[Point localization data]
--*--

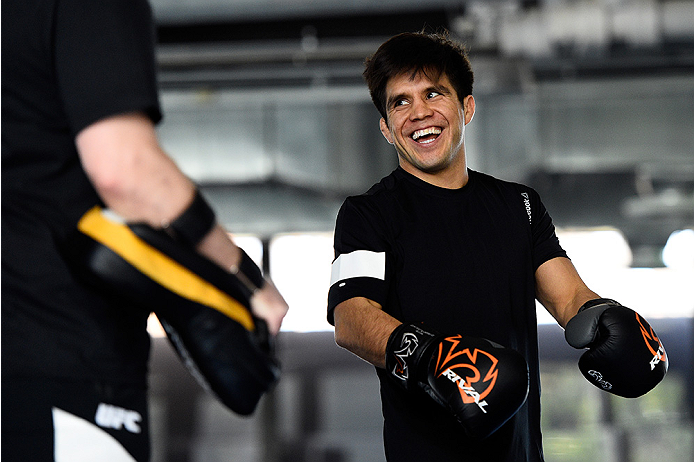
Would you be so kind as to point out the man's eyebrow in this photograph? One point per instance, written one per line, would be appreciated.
(392, 99)
(440, 88)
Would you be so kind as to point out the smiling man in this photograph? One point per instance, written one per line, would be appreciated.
(437, 269)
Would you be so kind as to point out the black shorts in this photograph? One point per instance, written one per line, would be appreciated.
(50, 420)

--*--

Output every entry above verbatim, but leave out the pictures.

Would you be so kind as to point out the man's eyebrow in this photograph? One point per instance, written one per line, would be appreciated.
(392, 99)
(440, 88)
Would you be so kind as to point out the smiling man in this photograph? One point per instance, written one per line, would be appreciated.
(437, 269)
Would you be so kind as to point out the black shorts in this photograph? One point per instance, written one per line, would be appreciated.
(50, 420)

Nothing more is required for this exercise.